(DOCUMENT)
Newsom: I think, you know, with this rally that we're seeing in the hog market, you might want to get some locked in. As Don said, 2013 certainly does look like it's a much more bearsish situation. Cattle market, you're going to have to try to find the numbers that work out for the type of selling that we saw this week. If you get any type of life in these markets at all, you can lock in some profits, so do it. I would treat it very cautiously but right now it seems like the hogs have the best chance of posting a run.

Borg: Don, are you advising people now with the corn prices the way they are, soybean prices, to lock in future feed needs?

Roose: Well, we were. I think you can in a selected manner. I would use the proper risk management tools because if we are right and we do go into a more normal weather pattern, the odds favor with a big cushion that we continue to try and move lower rather than higher. But it's all up to weather, Dean.

Borg: And on weather, if there is rain across the Midwest, at least a bit of it this week, in fact on the weekend, is that at all enough to move markets?

Newsom: It very well could be. Because number one it keeps the bears happy and it doesn't give the bulls anything tostart to build on. What we're saying is next week western half of the Corn Belt, western half of the Midwest will stay --has a good chance of rain. Eastern half can stay relatively dry. It could be a battle forming there, but you're really going to have to build something solid for these bulls to get interested, or they're going to stay on the sidelines.

Location annotation dataset excerpts
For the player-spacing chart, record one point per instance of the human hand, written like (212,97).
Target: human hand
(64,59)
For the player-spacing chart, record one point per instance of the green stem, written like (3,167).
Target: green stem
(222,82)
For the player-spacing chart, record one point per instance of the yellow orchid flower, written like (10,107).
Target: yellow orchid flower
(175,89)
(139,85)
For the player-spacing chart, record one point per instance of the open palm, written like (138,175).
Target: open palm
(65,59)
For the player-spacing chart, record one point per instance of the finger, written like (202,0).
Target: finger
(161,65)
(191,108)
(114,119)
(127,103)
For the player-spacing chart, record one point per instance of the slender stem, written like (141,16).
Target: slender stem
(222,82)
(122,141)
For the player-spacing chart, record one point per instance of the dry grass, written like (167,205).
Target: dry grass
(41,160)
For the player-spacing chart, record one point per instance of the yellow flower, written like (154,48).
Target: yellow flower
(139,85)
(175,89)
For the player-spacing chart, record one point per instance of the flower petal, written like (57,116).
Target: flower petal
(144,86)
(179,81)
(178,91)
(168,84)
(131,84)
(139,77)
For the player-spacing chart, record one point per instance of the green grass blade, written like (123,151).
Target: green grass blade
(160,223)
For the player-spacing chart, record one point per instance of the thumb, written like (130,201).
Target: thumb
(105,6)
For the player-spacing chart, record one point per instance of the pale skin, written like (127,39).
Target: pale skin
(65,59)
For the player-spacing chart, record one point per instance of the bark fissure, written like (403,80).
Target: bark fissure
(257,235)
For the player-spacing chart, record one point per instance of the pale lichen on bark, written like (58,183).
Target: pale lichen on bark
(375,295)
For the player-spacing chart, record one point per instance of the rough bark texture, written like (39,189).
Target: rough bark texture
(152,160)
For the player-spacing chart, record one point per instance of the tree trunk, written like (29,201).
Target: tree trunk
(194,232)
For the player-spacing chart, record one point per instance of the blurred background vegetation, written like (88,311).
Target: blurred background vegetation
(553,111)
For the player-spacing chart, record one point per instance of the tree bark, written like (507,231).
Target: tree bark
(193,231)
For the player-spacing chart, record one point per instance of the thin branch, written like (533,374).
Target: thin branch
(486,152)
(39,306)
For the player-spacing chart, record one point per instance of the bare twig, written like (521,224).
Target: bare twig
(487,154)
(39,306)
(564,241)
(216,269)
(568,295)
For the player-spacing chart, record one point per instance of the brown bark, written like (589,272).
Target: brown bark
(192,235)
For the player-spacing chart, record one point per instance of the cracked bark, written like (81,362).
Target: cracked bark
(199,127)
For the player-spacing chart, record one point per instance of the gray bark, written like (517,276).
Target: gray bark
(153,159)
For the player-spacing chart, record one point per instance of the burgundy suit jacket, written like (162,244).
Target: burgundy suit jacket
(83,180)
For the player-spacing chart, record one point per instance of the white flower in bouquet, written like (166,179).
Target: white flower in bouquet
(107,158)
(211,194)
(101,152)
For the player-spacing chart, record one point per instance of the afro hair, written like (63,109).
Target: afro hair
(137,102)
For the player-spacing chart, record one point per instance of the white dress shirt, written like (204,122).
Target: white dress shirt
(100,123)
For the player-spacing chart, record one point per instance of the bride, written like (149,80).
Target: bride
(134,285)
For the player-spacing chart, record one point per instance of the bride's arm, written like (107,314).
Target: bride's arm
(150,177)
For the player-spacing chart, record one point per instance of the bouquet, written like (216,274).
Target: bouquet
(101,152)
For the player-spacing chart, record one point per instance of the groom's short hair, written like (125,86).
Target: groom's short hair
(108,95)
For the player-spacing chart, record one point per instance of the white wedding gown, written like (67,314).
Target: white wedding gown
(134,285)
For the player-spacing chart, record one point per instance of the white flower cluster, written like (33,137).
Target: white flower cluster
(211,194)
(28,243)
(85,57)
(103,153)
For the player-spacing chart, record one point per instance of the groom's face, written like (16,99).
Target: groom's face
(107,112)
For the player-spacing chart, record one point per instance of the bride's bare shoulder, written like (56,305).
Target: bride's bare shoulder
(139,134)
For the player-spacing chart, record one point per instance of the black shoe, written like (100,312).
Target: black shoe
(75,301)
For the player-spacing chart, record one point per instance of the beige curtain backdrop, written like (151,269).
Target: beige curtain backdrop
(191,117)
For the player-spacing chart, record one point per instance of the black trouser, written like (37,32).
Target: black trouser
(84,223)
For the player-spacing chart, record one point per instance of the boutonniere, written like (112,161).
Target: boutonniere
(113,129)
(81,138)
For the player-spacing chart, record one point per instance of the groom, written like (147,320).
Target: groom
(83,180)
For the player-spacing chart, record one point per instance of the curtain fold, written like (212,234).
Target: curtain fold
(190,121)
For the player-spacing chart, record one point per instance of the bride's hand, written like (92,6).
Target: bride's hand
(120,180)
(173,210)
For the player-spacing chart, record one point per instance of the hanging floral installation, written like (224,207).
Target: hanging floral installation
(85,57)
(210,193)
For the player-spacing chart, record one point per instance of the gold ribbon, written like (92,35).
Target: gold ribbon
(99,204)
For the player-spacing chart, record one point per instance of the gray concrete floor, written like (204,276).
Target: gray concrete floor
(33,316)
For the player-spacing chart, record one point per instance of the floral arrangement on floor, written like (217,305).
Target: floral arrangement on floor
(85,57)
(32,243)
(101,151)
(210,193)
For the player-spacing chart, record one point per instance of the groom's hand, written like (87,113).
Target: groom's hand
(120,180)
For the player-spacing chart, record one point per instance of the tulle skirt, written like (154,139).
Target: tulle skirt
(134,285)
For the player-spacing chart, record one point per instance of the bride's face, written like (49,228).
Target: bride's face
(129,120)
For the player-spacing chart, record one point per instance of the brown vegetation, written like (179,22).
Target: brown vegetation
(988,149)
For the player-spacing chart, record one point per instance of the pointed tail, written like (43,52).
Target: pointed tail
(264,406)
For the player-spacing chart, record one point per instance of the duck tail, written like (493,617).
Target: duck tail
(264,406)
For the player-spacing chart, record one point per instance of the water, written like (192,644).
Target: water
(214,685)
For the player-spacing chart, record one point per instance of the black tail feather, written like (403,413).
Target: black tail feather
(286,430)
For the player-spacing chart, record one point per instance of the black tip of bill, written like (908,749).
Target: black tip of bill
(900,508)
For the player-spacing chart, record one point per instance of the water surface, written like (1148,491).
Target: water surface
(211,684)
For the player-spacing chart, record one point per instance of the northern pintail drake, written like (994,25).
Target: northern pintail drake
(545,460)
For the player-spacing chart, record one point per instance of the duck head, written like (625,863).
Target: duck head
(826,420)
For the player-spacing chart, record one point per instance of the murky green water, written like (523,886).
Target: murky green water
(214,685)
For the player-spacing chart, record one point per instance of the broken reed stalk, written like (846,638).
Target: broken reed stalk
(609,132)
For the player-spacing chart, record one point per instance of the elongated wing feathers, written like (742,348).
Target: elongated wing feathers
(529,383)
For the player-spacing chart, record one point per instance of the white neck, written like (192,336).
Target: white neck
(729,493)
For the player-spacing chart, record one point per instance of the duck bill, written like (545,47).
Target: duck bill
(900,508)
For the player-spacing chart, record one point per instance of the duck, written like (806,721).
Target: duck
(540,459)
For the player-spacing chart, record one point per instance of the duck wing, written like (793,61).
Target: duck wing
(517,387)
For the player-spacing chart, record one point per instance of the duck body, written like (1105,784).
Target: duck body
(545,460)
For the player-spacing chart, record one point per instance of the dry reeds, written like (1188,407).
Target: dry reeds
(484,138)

(WRITTEN PROBLEM 1)
Answer these questions from the transcript:
(a) According to Newsom, which market seems to have the best chance of posting a run?
(b) What does Roose say it all comes down to?
(c) Which half of the Corn Belt does Newsom say has a good chance of rain next week?
(WRITTEN PROBLEM 2) List every farm commodity whose market or prices come up in the transcript.
(WRITTEN PROBLEM 3) Print the part of the transcript that opens with the words containing "Borg: And on" and closes with "on the sidelines.".
The records were taken from a separate source.

(CORRECT RESULT 1)
(a) The hog market.
(b) Weather.
(c) The western half.

(CORRECT RESULT 2) Hogs, cattle, corn, soybeans

(CORRECT RESULT 3)
Borg: And on weather, if there is rain across the Midwest, at least a bit of it this week, in fact on the weekend, is that at all enough to move markets?

Newsom: It very well could be. Because number one it keeps the bears happy and it doesn't give the bulls anything tostart to build on. What we're saying is next week western half of the Corn Belt, western half of the Midwest will stay --has a good chance of rain. Eastern half can stay relatively dry. It could be a battle forming there, but you're really going to have to build something solid for these bulls to get interested, or they're going to stay on the sidelines.